#### Given passage:

======

Memory Optimization & Benchmarking

Duration: 20 min

Understanding Memory on Apple Silicon

Apple Silicon shares unified memory between CPU and GPU. Unlike discrete GPUs with separate VRAM, MPS uses system RAM. This means:

Advantage: No data transfer overhead between CPU and GPU
Constraint: Limited by total system memory (8GB-24GB)

Monitor memory usage:

import torch
import psutil

device = torch.device("mps")

# System memory
process = psutil.Process()
mem_info = process.memory_info()
print(f"System memory used: {mem_info.rss / 1e9:.2f} GB")

# MPS memory
print(f"MPS allocated: {torch.mps.current_allocated_memory() / 1e9:.2f} GB")
print(f"MPS reserved: {torch.mps.driver_allocated_memory() / 1e9:.2f} GB")

# Create tensor and monitor
large_tensor = torch.randn(5000, 5000, device=device)
print(f"After allocation: {torch.mps.current_allocated_memory() / 1e9:.2f} GB")

# Cleanup
del large_tensor
torch.mps.empty_cache()
print(f"After cleanup: {torch.mps.current_allocated_memory() / 1e9:.2f} GB")

Batch Size Optimization

Batch size directly impacts memory usage. Find the optimal batch size:

import torch
import torch.nn as nn
from torchvision import datasets, transforms
from torch.utils.data import DataLoader
import time

device = torch.device("mps")

# Load data
transform = transforms.Compose([
    transforms.ToTensor(),
    transforms.Normalize((0.5, 0.5, 0.5), (0.5, 0.5, 0.5))
])

train_dataset = datasets.CIFAR10(
    root='./data', train=True, download=True, transform=transform
)

# Model
class SimpleCNN(nn.Module):
    def __init__(self):
        super(SimpleCNN, self).__init__()
        self.conv1 = nn.Conv2d(3, 32, kernel_size=3, padding=1)
        self.conv2 = nn.Conv2d(32, 64, kernel_size=3, padding=1)
        self.pool = nn.MaxPool2d(2, 2)
        self.fc1 = nn.Linear(64 * 8 * 8, 128)
        self.fc2 = nn.Linear(128, 10)

======

#### Aim 1:
Can you collect every line of the entries that contains the word "rider"?

#### Object point labels:
======

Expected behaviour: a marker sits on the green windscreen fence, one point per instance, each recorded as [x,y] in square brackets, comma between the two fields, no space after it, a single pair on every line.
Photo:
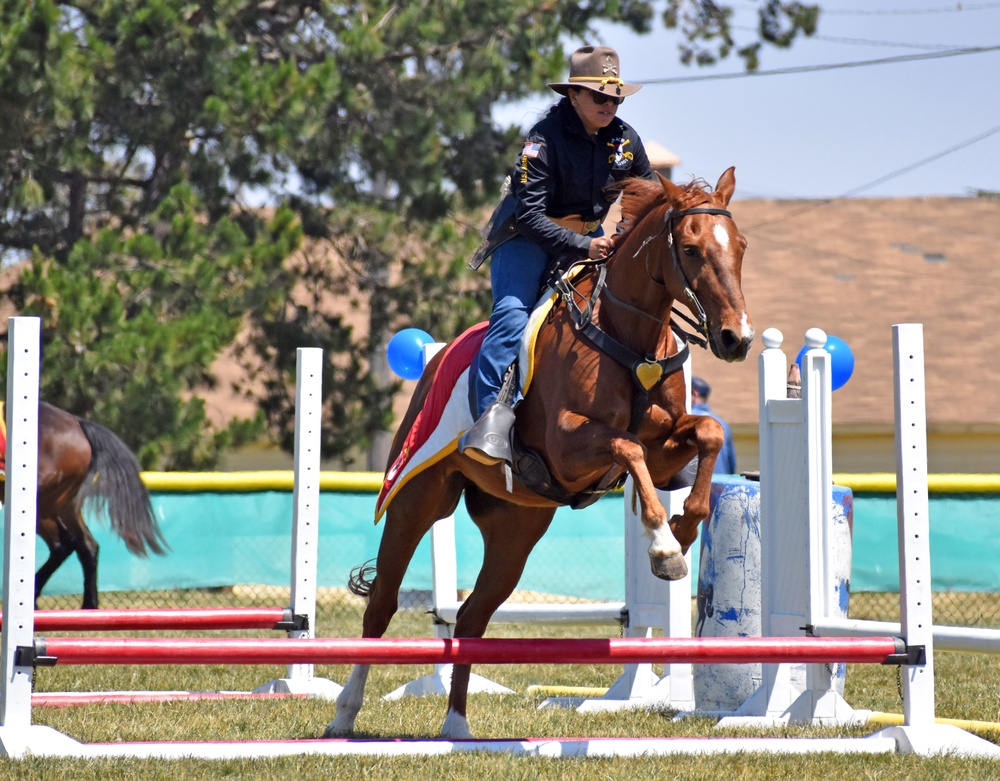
[224,538]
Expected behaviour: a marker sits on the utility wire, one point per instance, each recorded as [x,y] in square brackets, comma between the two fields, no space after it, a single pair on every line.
[881,179]
[813,68]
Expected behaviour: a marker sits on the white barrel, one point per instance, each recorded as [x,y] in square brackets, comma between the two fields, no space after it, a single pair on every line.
[729,577]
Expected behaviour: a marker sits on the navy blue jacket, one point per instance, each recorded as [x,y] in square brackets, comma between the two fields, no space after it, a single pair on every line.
[563,171]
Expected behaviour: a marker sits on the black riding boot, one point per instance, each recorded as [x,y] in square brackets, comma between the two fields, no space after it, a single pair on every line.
[488,441]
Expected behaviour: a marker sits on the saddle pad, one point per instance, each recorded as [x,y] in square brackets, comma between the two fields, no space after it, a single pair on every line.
[445,415]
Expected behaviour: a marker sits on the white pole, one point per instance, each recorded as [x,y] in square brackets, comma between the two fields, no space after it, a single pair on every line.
[305,522]
[305,495]
[913,519]
[20,514]
[18,736]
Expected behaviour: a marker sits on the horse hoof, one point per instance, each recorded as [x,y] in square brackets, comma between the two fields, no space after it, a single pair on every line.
[334,730]
[668,567]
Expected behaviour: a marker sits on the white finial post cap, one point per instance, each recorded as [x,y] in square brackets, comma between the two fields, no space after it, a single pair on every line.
[815,338]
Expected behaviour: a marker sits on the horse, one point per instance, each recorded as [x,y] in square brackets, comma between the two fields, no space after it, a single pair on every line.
[601,406]
[80,461]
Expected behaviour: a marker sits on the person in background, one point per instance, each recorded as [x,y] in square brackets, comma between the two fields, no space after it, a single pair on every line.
[700,391]
[561,189]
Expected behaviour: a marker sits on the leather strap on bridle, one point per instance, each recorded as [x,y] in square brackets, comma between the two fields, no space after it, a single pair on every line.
[700,321]
[648,372]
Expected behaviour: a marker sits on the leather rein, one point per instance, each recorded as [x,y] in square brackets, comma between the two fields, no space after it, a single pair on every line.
[647,371]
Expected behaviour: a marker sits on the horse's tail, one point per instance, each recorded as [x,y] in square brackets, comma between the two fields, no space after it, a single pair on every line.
[113,482]
[361,579]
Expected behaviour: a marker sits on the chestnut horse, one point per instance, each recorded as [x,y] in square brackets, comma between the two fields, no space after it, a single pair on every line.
[607,399]
[80,461]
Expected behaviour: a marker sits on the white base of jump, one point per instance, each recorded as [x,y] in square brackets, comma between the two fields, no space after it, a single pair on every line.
[639,688]
[439,682]
[323,688]
[49,746]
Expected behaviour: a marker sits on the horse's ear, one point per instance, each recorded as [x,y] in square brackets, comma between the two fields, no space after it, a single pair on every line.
[727,185]
[669,187]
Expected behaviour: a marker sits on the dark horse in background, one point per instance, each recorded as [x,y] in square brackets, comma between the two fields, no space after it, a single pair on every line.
[80,461]
[607,399]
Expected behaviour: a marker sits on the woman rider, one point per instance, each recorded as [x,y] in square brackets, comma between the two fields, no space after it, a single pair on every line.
[560,191]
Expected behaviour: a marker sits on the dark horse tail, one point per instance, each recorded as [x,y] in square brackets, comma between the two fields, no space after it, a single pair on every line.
[114,484]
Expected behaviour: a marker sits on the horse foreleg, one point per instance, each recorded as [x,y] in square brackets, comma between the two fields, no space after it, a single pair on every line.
[409,517]
[706,434]
[349,703]
[666,554]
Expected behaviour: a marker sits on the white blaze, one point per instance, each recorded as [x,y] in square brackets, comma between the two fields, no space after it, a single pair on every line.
[721,236]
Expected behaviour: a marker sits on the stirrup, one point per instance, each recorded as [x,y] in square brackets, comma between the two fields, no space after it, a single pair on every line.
[488,441]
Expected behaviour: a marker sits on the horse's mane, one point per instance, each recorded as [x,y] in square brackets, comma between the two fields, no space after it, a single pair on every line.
[641,196]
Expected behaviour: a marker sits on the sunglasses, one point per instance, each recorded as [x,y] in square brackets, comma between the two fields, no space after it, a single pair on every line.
[600,99]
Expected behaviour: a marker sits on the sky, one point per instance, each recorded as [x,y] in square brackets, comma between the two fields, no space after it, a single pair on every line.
[923,127]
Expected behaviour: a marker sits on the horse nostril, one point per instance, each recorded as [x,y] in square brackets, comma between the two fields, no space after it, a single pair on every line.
[731,340]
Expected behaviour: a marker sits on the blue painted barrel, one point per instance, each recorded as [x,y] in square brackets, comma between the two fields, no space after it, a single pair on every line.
[729,577]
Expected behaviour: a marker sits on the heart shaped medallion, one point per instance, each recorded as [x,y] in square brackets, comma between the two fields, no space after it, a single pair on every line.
[648,374]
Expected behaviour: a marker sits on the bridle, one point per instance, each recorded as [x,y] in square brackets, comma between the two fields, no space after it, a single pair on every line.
[700,321]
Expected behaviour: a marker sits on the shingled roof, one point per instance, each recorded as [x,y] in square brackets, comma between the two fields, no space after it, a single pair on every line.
[855,267]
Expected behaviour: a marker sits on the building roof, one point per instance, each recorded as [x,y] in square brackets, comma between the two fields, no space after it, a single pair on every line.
[659,156]
[855,267]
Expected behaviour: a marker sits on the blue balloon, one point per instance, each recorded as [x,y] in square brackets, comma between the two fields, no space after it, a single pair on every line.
[841,360]
[405,352]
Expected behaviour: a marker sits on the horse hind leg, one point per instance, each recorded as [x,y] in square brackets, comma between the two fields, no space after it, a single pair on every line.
[409,517]
[510,533]
[87,551]
[60,546]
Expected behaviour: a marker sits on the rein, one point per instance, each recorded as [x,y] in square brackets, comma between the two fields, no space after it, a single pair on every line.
[699,322]
[647,371]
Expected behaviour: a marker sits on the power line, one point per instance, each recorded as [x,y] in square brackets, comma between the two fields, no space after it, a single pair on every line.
[881,179]
[813,68]
[959,8]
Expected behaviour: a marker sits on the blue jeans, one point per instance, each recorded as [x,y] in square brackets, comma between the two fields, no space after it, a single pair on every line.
[516,272]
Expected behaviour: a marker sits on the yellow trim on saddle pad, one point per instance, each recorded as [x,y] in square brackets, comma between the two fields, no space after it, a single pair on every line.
[526,358]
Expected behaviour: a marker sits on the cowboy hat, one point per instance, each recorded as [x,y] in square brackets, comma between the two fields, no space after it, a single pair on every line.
[595,68]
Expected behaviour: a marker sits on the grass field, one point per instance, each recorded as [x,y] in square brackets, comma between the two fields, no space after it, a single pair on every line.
[966,688]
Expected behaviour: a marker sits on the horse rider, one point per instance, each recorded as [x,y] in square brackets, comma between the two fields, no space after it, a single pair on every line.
[552,207]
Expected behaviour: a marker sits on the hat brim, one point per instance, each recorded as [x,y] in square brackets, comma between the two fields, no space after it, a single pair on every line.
[563,87]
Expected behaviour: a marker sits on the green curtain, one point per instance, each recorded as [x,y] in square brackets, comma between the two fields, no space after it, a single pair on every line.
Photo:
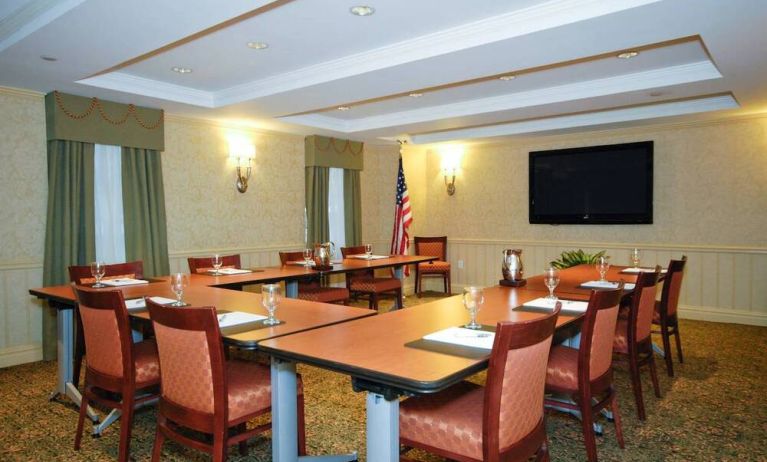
[352,207]
[144,210]
[317,223]
[70,230]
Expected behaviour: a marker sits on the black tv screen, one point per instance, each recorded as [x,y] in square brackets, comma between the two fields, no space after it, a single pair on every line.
[593,185]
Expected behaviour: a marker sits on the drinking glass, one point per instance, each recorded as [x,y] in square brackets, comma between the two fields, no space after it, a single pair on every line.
[473,298]
[178,282]
[98,269]
[270,297]
[217,262]
[551,279]
[603,264]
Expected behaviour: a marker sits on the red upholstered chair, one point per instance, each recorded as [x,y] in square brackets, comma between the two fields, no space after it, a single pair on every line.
[312,289]
[502,420]
[585,374]
[205,264]
[665,314]
[119,374]
[367,284]
[81,275]
[632,340]
[433,247]
[203,392]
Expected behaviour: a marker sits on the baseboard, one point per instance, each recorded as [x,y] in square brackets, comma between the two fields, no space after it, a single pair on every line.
[20,355]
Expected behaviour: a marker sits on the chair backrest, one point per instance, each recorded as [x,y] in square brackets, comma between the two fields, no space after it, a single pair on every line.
[204,264]
[107,333]
[643,306]
[81,274]
[431,246]
[597,332]
[672,286]
[192,363]
[516,378]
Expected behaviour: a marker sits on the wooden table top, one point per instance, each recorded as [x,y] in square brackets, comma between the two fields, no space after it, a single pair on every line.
[373,349]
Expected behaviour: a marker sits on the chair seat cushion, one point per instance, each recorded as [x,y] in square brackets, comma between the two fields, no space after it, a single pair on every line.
[562,370]
[621,340]
[450,420]
[147,363]
[323,294]
[365,284]
[436,266]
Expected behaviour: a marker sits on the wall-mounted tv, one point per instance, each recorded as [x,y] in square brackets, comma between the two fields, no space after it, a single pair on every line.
[592,185]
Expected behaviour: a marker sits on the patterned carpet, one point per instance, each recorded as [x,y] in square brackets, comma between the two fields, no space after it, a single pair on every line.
[714,409]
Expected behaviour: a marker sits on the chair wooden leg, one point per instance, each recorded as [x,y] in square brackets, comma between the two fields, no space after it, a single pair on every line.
[126,422]
[301,426]
[80,420]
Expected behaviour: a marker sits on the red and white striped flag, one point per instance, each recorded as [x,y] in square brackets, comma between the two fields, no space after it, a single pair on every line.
[402,218]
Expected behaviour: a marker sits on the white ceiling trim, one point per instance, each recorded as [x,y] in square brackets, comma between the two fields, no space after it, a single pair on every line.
[153,88]
[554,13]
[31,17]
[674,75]
[714,103]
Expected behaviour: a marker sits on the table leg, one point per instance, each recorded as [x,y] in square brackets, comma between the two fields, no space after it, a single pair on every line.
[382,428]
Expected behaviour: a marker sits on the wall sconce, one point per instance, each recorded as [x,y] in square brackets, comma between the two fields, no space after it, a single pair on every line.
[244,152]
[449,172]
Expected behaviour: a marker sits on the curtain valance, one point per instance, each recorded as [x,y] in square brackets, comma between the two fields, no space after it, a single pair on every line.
[322,151]
[93,120]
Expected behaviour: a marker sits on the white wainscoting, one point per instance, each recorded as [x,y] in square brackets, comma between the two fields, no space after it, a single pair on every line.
[722,284]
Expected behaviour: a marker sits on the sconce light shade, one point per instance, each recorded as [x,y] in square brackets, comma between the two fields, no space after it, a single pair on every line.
[244,152]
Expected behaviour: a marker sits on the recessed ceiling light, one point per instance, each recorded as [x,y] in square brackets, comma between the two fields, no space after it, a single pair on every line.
[362,10]
[628,54]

======

#### Aim 2:
Could you write the next part of the PyTorch memory optimization tutorial, starting right after its last line?

#### Final result 1:
Expected behaviour: a marker sits on the woman rider, one point per instance, each recorded as [x,y] in square brackets, comma between the two fields, no space after it, a single pair on every line.
Expected behaviour: a marker sits on the horse rider, one point per instance, each recorded as [x,y] in square brackets, comma between the two fields, no space after it, a single pair on every line.

#### Final result 2:
    def forward(self, x):
        x = self.pool(torch.relu(self.conv1(x)))
        x = self.pool(torch.relu(self.conv2(x)))
        x = x.view(x.size(0), -1)
        x = torch.relu(self.fc1(x))
        x = self.fc2(x)
        return x

model = SimpleCNN().to(device)
criterion = nn.CrossEntropyLoss()

# Test different batch sizes
batch_sizes = [32, 64, 128, 256, 512]

for batch_size in batch_sizes:
    try:
        train_loader = DataLoader(train_dataset, batch_size=batch_size, shuffle=True)
        
        # Single forward pass
        images, labels = next(iter(train_loader))
        images, labels = images.to(device), labels.to(device)
        
        start = time.time()
        outputs = model(images)
        loss = criterion(outputs, labels)
        loss.backward()
        elapsed = time.time() - start
        
        mem_used = torch.mps.current_allocated_memory() / 1e9
        throughput = batch_size / elapsed
        
        print(f"Batch {batch_size}: {elapsed:.3f}s, {mem_used:.2f}GB, {throughput:.0f} samples/s")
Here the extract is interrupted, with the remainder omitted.